## Given request
Could you reproduce, unchanged, the stretch of items from the line containing "Where is the worker in" through the line containing "0;573;1288;858", leaving out the pictures?
++++++++
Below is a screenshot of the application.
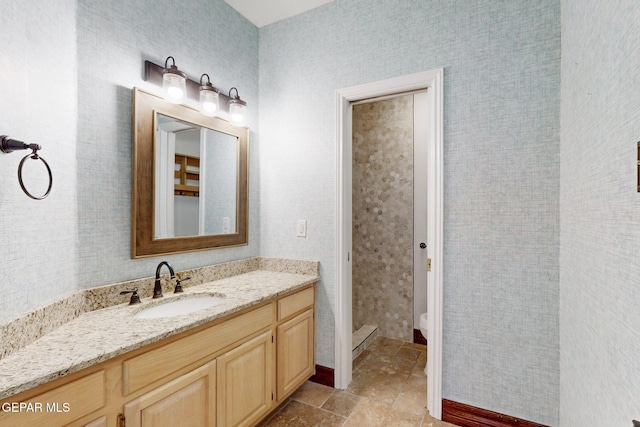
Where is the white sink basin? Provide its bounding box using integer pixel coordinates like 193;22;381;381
133;295;224;319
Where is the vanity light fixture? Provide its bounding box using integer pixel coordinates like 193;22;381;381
200;74;220;117
229;87;247;126
162;56;187;104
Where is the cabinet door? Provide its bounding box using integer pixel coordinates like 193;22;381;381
276;310;315;401
217;331;274;427
124;361;216;427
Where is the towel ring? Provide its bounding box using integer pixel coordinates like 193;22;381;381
0;135;53;200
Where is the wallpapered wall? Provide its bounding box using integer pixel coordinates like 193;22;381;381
0;0;79;322
0;0;260;321
560;0;640;427
260;0;560;425
352;95;413;342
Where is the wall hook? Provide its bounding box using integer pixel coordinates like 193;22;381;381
0;135;53;200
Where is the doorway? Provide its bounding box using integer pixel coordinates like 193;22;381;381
335;69;443;418
351;90;428;350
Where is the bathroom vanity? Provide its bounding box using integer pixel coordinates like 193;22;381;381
0;260;318;427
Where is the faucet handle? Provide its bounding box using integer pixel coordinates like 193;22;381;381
120;288;142;305
173;277;191;294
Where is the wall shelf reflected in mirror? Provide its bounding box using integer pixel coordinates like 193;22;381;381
131;88;249;258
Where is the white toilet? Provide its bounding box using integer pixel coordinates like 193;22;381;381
420;313;429;341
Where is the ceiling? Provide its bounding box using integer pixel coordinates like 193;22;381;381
224;0;333;27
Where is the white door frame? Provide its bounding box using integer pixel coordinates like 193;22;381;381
335;68;444;419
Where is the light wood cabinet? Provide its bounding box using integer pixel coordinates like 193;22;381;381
276;309;315;402
218;331;274;427
84;415;107;427
124;360;216;427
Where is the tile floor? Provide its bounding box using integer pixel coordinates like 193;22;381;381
259;337;455;427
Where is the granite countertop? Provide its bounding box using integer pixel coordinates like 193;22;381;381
0;269;319;399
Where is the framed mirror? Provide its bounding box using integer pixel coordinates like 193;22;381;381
131;88;249;258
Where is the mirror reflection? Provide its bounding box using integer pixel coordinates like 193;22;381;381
131;88;249;258
154;112;238;239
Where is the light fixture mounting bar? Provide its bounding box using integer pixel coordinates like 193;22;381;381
144;61;231;113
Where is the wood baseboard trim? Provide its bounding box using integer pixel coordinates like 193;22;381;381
309;365;336;388
413;329;427;345
442;399;547;427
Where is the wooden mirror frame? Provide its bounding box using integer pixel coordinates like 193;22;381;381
131;88;249;258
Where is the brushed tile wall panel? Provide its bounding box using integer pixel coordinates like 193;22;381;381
560;0;640;427
260;0;560;425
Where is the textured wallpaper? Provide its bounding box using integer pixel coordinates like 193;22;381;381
560;0;640;427
77;0;260;287
260;0;560;425
352;95;413;342
0;0;79;323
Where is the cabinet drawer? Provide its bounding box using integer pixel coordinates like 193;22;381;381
122;305;273;396
278;286;313;321
0;370;106;427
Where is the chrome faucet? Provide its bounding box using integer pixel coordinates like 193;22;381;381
153;261;176;298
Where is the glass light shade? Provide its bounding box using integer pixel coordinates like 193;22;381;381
200;89;219;117
162;71;187;104
229;99;247;125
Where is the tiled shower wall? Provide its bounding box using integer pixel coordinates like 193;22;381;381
352;95;413;341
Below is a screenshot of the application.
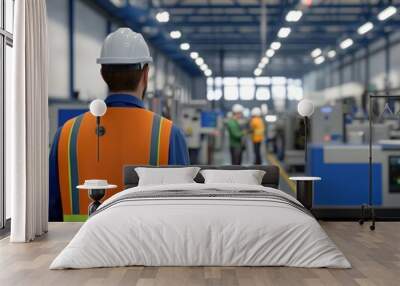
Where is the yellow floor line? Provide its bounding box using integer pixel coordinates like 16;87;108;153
267;154;296;194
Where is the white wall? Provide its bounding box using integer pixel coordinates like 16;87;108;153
46;0;69;98
74;1;107;100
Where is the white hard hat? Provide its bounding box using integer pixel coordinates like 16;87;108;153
251;107;261;116
97;28;153;65
232;103;244;113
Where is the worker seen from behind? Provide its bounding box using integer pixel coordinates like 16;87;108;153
250;107;265;165
226;104;245;165
49;28;189;221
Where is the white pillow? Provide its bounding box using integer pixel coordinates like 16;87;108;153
200;170;265;185
135;167;200;186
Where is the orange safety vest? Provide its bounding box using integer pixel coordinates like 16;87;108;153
58;107;172;221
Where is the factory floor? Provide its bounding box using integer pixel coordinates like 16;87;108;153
0;222;400;286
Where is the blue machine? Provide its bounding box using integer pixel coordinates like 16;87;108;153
308;144;400;207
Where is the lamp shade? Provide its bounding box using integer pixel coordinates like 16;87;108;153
89;99;107;117
297;99;314;117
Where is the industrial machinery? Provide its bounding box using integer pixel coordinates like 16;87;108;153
180;100;223;164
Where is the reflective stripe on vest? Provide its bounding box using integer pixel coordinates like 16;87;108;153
58;107;172;220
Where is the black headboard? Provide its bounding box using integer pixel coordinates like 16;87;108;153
124;165;279;189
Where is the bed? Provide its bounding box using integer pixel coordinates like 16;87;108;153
50;166;351;269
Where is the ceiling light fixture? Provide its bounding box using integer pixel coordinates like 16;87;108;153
314;56;325;65
271;42;282;51
278;27;292;38
181;43;190;51
196;57;204;66
328;50;336;59
261;57;269;65
254;68;262;76
156;11;169;23
378;6;397;21
169;31;182;39
311;48;322;58
340;38;354;50
265;49;275;58
190;52;199;60
357;22;374;35
286;10;303;22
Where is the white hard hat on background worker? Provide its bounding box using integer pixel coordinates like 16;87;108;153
251;107;261;116
97;28;153;68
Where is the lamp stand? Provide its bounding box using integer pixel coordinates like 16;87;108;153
304;116;309;174
96;116;106;162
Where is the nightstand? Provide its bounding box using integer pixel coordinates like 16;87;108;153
76;180;117;216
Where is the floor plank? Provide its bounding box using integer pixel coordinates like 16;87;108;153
0;222;400;286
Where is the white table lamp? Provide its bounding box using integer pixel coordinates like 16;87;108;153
297;99;314;171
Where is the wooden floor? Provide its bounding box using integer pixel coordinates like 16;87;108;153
0;222;400;286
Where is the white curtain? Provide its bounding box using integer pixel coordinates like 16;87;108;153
6;0;49;242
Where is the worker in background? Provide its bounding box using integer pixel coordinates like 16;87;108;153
226;104;245;165
249;107;265;165
49;28;189;221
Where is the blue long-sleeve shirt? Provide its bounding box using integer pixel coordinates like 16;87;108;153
49;93;190;221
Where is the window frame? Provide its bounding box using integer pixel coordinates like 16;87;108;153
0;0;15;230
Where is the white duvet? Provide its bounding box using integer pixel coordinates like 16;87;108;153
50;184;351;269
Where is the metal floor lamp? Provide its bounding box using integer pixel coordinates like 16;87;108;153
359;91;400;230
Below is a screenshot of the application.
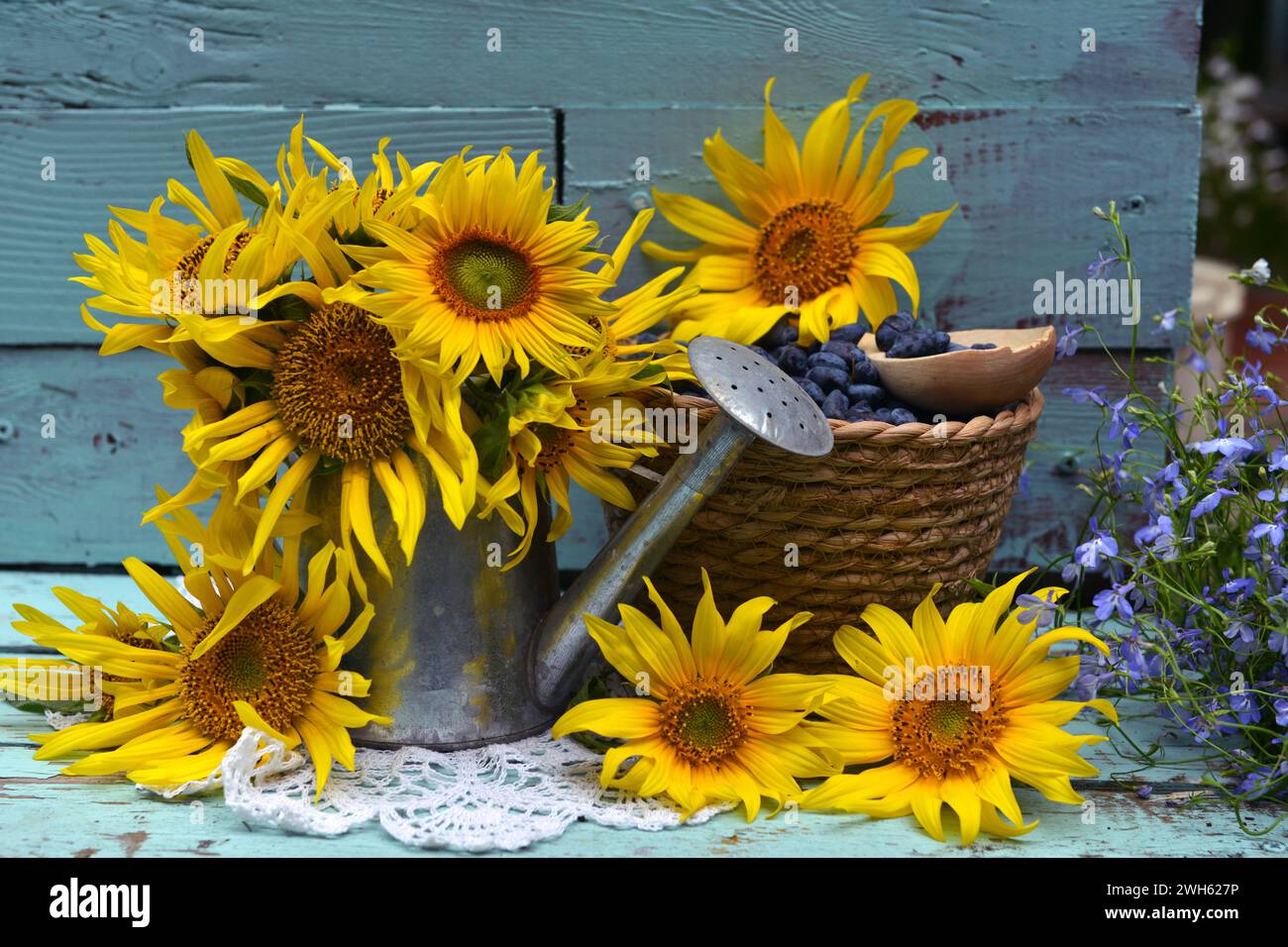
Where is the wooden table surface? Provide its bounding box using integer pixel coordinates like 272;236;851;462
0;573;1288;858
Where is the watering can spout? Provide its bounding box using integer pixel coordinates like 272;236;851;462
528;338;832;714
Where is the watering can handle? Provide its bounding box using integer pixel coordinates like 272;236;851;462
528;411;756;712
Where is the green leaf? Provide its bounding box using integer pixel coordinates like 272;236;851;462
224;171;268;207
261;294;313;322
546;194;588;224
471;408;510;480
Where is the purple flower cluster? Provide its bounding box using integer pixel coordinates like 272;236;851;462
1064;340;1288;800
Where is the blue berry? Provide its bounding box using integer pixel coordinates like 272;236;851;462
805;365;850;391
886;329;952;359
796;377;823;404
823;391;850;421
774;343;808;374
877;312;913;352
832;322;868;346
761;320;798;349
823;339;859;366
806;352;850;373
886;333;926;359
890;407;917;424
850;359;881;385
845;384;886;404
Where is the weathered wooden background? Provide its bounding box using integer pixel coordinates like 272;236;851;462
0;0;1201;569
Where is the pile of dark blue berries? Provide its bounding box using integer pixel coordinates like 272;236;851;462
751;317;917;424
876;312;997;359
699;312;997;424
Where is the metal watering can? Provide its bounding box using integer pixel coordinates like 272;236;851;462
305;338;832;750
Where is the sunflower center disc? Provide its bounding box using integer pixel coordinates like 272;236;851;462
434;235;537;318
174;232;250;282
179;598;318;740
892;686;1006;780
273;303;411;460
755;201;857;304
662;681;751;766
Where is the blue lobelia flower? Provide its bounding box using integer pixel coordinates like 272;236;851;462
1073;517;1118;570
1190;487;1237;519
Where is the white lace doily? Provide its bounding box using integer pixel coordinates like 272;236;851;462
143;728;733;852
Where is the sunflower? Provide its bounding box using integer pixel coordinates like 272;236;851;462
277;119;439;240
344;149;612;385
0;586;170;720
567;209;699;381
71;132;343;368
143;347;259;545
173;292;477;591
478;356;666;569
23;510;389;795
643;74;956;344
802;574;1118;845
553;570;838;822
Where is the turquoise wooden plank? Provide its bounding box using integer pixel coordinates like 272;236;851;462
0;567;193;653
0;706;1272;858
0;0;1201;108
0;348;206;566
564;104;1201;346
0;108;555;346
0;347;604;576
0;348;1162;570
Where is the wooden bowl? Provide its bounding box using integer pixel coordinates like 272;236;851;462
862;326;1055;415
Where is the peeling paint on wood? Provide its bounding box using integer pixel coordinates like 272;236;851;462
564;105;1199;346
0;0;1201;108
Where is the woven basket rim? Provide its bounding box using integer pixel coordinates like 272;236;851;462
644;388;1046;445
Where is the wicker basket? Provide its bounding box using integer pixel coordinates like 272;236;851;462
605;388;1042;673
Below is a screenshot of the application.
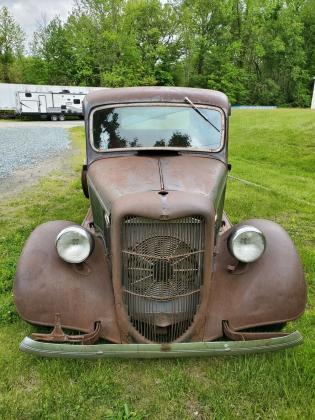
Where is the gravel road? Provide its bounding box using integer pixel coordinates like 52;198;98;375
0;127;69;178
0;121;84;195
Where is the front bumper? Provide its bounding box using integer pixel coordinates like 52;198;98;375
20;331;303;359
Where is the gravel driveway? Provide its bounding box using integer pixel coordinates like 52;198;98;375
0;121;83;193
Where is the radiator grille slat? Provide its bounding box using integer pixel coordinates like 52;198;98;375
122;216;205;343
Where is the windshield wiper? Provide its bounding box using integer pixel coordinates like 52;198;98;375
184;96;221;133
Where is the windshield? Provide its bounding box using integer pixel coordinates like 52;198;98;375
93;106;222;151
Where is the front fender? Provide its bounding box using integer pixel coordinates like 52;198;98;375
205;219;306;340
14;221;121;343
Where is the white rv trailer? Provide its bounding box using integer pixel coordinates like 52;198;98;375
0;83;98;120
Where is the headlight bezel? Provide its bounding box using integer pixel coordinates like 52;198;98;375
227;225;266;264
55;225;95;264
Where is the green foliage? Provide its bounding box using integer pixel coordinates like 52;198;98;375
0;109;315;420
0;0;315;107
0;6;24;82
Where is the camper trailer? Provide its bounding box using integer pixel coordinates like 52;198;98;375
0;83;97;121
16;89;85;121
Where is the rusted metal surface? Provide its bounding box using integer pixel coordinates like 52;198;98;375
32;314;102;344
122;216;205;342
14;221;121;343
14;88;306;353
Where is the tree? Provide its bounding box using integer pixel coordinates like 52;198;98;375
0;6;25;82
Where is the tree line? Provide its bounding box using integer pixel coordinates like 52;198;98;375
0;0;315;107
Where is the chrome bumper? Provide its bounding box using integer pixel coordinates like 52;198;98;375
20;331;303;359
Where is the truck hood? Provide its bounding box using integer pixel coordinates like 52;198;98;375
87;155;227;211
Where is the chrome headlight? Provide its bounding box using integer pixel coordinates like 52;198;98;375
228;226;266;263
56;226;94;264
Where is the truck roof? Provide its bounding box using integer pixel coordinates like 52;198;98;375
85;86;230;115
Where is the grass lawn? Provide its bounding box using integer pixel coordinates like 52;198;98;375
0;109;315;419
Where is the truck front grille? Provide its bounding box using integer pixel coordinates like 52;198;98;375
122;216;205;343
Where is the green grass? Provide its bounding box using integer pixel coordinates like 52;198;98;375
0;110;315;419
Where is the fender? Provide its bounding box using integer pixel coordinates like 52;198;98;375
204;219;306;340
14;221;121;343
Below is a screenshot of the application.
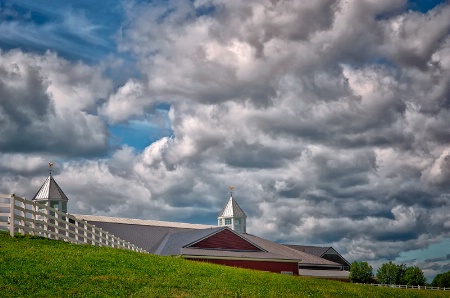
++++++++
## Answer in full
Where is the worker in background? Provide its bounding box using integer pixel coordinates like 16;87;108;153
226;104;245;165
249;107;265;165
49;28;189;221
Where is the blue long-sleeve shirt? Provide its bounding box using integer pixel coordinates like 16;87;108;153
49;93;190;221
Where is the window frame? Provide its bounding box using integer pixel coordinates like 16;87;108;153
0;0;15;230
Where is the white duvet? Provide its bounding box using integer pixel coordinates like 16;87;108;153
50;184;351;269
Where is the metal floor lamp? Provide its bounding box using integer pixel coordinates like 16;87;108;153
359;91;400;230
Below is a screenshot of the application.
Where is the wooden table surface? Provide its bounding box using integer pixel coordinates like 272;236;851;462
0;573;1288;858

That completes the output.